• _PROVIDED TEXT_:
Q&A: Roy DeCaro
The keys to trying a case
Published in 2009 Pennsylvania Super Lawyers magazine
By Adam Wahlberg on May 21, 2009
Roy DeCaro has tried more than 200 jury trials during his career, first as a prosecutor and now as a plaintiff’s attorney at Raynes McCarty. He has earned millions of dollars in awards for his clients and placed many criminals behind bars, all thanks to his outsized gift for persuasion. We asked him to take us inside his process.
When did you decide you wanted to be a trial lawyer?
When I saw To Kill a Mockingbird in high school. I wanted to be Atticus Finch.
What does it take to prepare properly for a jury trial?
Every hour you’re in court, there’s 100 hours that you’re preparing for that hour.
Goodness.
Yeah, it’s time-intensive. That is something I can’t say that I really enjoy, all the minutiae, putting in all that time, but you know, it has to be done.
What’s your favorite part?

• _WORK ORDER 1_:
Answer these questions about the Roy DeCaro interview.
(a) How many jury trials has Roy DeCaro tried during his career?
(b) What led him to decide he wanted to be a trial lawyer?
(c) By his estimate, how many hours of preparation go into each hour in court?
• _WORK ORDER 2_: Pick up the Roy DeCaro interview after its final line and write the next part.

Point-per-instance localization data
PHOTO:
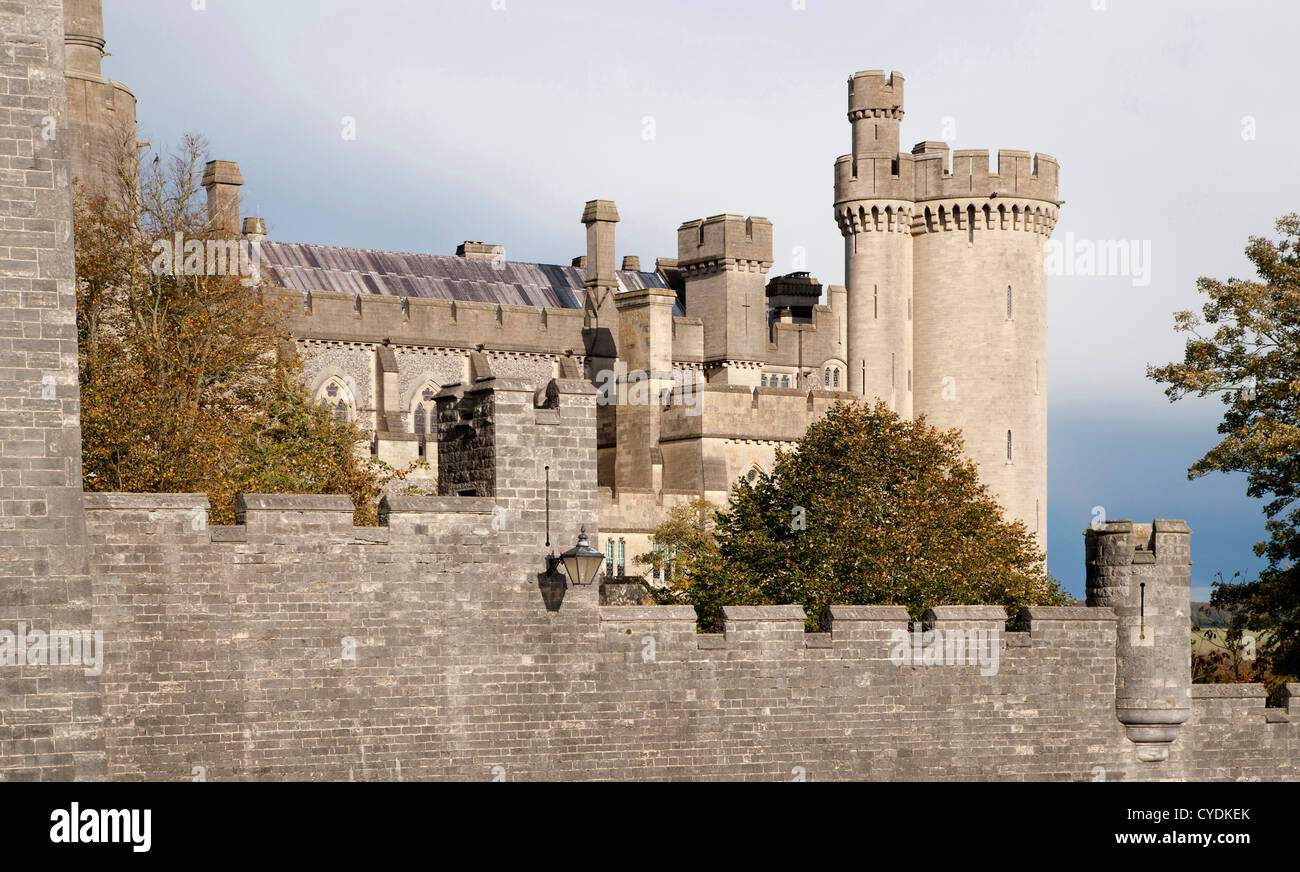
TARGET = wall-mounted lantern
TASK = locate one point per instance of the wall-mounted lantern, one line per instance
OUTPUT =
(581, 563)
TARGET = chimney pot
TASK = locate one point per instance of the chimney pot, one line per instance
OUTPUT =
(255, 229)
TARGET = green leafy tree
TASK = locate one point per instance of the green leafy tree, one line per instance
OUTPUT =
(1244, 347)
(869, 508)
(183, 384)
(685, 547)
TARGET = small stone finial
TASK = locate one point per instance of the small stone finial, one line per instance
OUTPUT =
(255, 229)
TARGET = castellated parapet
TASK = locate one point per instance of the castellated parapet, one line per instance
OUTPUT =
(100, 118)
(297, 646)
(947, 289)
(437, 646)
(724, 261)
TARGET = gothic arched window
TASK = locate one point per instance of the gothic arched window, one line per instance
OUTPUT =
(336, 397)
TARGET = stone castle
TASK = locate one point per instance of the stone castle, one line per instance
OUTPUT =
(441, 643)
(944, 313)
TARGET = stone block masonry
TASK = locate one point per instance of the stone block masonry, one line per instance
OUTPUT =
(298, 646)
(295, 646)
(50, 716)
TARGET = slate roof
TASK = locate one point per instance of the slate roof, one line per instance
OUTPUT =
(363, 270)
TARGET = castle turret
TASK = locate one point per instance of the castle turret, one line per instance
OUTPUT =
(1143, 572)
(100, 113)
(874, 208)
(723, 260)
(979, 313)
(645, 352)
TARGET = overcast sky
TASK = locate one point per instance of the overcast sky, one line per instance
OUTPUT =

• _EXPECTED OUTPUT 1_:
(a) More than 200.
(b) Seeing To Kill a Mockingbird in high school; he wanted to be Atticus Finch.
(c) 100 hours.

• _EXPECTED OUTPUT 2_:
I’d say closing to a jury, knowing when you’ve done a good job. The juices still flow.
Tell us about your pretrial process.
I guess everybody’s a little different. If I know I’m going to be trying my case to a jury, I start preparing that closing argument before I even pick a jury, and then I work on the closing every night as the jury progresses—you know, after every witness that I get, I figure out what piece do I want to tell the jury about this particular witness. So to me the preparation of the closing argument is a long process. And then, of course, you distill it the night before and then you change it around about 20 times before you actually say it and then when you say it, it’s (laughs) totally different than what you were going to say the night before. And you know, you talk from the heart, you talk right to the jurors. Generally they listen. More often than not, they do the right thing.
You must be pretty good at reading juries by now. Can you tell which way they’re leaning?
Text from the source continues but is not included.